TASK A –
Answer these questions from the Libra commentary:
(i) In which publication did the author's op-ed appear?
(ii) Whose assessment of decentralized fintech did the author's recent analysis examine?
(iii) If tech-platform finance products expand, who gets the day-one profits and who takes the up-front risks?
TASK B – Please write what comes next in the Libra commentary, picking up after its last sentence.

GIVEN TEXT –
As one might suspect from my American Banker op-ed today, I’m not exactly ready to sign up for Libra.  According to some, this means that I’ll miss Libra’s totally-cool software and blockchain products and the reduced consumer costs they promise.  It could be that Libra indeed cuts costs, but justifying this Facebook venture solely on this single measure of consumer welfare is the new-age monopolist’s dream come true.  As my mother taught me, sometimes a bargain is very expensive.

In our recent analysis of the Financial Stability Board’s assessment of decentralized fintech such as Libra, we detail high-level concerns such as concentrated risk nodes and heightened procyclicality.  But, bring it on home – why should anyone with a lot to lose from even a small transaction gone astray find value in Libra?  Indeed, why should those of us who wouldn’t miss a few dollars for a few hours abandon fiat currencies and regulated financial institutions?  Each is far from perfect, but is Libra any better?  And, how much better does it have to be for price and speed – assuming it arrives – to trump safety, security, inter-operability, liquidity, transparency, and sovereign backstops?    

It’s important to remember one core fact about Libra and, in fact, about many tech-platform finance ventures:  If these products expand, providers get the day-one profits and their customers take the up-front risks.  Incentive alignment is totally skewed from day one in favor of big tech – nice for them, but a real hazard that policy-makers tolerate at considerable hazard.

Stored entries:
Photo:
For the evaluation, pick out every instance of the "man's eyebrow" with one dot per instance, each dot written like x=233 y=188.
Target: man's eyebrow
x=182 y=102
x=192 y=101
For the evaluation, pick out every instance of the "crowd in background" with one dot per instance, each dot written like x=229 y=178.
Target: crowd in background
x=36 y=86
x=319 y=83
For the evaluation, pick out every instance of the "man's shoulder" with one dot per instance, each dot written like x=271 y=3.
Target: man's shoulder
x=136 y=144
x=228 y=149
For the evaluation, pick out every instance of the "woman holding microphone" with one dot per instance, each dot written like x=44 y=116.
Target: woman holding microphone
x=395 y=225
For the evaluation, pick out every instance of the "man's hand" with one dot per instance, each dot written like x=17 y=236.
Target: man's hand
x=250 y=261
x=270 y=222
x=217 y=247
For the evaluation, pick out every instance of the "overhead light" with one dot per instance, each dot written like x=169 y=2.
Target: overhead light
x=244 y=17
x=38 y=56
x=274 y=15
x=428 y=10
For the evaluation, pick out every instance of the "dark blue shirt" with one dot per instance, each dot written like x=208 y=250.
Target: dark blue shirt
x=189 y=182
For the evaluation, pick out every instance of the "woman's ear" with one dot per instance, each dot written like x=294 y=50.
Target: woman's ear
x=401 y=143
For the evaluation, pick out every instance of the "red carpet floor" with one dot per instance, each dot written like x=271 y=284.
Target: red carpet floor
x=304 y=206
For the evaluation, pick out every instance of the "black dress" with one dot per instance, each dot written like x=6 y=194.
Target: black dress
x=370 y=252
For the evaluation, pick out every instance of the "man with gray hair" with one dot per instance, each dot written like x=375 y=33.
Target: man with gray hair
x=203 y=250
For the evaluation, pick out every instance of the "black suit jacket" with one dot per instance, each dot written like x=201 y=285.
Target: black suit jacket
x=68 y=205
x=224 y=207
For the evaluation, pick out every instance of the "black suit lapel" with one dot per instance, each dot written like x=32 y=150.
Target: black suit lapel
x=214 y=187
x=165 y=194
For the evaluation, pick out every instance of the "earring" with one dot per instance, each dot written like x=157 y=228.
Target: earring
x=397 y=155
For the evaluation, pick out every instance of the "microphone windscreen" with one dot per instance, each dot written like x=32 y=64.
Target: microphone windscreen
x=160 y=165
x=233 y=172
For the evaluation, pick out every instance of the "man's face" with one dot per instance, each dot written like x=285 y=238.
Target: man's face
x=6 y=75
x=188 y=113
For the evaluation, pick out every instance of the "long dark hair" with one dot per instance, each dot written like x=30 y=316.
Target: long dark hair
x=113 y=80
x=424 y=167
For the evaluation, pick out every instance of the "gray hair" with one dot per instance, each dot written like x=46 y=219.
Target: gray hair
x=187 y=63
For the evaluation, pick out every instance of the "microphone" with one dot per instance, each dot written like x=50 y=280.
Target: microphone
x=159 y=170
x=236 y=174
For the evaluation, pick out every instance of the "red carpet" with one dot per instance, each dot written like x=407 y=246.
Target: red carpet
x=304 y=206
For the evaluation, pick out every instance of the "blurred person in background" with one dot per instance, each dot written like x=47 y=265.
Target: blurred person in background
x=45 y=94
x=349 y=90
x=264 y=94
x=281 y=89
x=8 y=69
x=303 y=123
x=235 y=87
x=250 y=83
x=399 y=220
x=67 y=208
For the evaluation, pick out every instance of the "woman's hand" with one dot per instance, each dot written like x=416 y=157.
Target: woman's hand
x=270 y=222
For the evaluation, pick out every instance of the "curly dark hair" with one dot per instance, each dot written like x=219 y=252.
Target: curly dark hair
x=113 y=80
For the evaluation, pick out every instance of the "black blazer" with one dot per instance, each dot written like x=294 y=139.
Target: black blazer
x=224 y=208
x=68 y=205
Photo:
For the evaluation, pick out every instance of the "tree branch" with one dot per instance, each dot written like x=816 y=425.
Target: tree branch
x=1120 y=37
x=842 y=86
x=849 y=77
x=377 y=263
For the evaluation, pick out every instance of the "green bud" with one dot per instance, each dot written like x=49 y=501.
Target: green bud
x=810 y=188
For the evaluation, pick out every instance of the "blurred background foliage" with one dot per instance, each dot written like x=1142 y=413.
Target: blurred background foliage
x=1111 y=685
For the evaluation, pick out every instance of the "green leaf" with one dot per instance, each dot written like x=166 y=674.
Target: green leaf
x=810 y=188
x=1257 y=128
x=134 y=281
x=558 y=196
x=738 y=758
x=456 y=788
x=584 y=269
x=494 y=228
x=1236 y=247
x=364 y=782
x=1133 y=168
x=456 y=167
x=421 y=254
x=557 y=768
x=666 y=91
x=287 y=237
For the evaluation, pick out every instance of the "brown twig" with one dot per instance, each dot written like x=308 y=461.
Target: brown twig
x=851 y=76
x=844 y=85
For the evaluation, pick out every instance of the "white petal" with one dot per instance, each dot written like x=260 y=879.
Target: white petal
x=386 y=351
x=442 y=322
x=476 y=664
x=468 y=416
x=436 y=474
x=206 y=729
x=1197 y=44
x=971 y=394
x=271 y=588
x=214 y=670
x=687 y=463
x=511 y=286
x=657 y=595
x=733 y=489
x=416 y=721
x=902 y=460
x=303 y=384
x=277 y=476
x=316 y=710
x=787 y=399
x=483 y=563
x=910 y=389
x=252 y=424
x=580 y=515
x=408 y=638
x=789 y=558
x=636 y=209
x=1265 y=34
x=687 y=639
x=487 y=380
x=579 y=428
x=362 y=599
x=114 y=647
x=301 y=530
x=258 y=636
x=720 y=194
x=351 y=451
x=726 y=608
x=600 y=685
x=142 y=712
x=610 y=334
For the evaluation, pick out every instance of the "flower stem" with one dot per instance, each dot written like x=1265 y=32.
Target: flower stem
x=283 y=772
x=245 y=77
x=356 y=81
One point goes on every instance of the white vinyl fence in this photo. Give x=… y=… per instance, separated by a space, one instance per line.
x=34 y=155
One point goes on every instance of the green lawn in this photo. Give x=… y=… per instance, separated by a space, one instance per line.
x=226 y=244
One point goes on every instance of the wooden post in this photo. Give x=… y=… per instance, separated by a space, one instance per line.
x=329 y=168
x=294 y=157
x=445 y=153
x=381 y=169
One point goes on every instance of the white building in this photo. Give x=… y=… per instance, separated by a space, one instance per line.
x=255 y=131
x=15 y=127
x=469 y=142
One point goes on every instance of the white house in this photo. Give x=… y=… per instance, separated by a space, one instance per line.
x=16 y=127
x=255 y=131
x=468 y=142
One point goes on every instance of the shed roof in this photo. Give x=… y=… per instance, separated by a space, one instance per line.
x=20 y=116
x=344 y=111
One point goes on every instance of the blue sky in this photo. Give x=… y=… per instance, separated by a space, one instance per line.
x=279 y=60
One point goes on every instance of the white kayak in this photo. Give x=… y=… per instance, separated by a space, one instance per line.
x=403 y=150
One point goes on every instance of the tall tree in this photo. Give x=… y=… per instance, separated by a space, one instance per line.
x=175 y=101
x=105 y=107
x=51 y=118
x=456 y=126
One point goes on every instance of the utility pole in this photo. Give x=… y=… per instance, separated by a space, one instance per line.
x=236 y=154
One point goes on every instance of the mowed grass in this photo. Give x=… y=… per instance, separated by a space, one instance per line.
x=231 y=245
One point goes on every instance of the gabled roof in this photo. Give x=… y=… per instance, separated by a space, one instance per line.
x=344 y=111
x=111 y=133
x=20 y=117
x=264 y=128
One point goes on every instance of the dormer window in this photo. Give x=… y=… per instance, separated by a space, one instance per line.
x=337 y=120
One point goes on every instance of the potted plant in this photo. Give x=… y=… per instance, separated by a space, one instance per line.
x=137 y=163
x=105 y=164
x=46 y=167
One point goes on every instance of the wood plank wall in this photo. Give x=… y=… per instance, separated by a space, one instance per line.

WRITTEN ANSWER A –
(i) American Banker
(ii) The Financial Stability Board's
(iii) Providers get the day-one profits; their customers take the up-front risks.

WRITTEN ANSWER B –
One of the risks of financial innovation is that few innovators outside the reach of regulatory-capital requirements put their own money at risk.  Sure, there are start-up costs for garagiste innovators, but those for Facebook are negligible given its now-grand resources.  Those of its “partners” such as Visa and Uber – $10 million each – are barely even lunch money for these giant companies.  The real money at risk comes when Facebook’s users start to give Libra their funds in hopes of fast payment execution or delivery of whatever other financial products Libra proposes.  Will customers know how much risk they run to their funds, their privacy, their costs of doing business?  Will anyone be watching out for them or waiting, as Jerome Powell suggested on Wednesday, until a whole lot of household wherewithal is at stake?

A while back, I wrote a Financial Times op-ed arguing that financial-technology trials needed controls akin to those demanded in biomedical research.  On first glance, the risks in biomedical research and those in a fintech sandbox seem far apart.  But money really matters, especially to those who don’t have a whole lot of it.  If Facebook and its partners planned to build out what they readily acknowledge to be a prototype with their own money, that would be one set of risks; since they plan instead to experiment on innocent bystanders, it’s ours.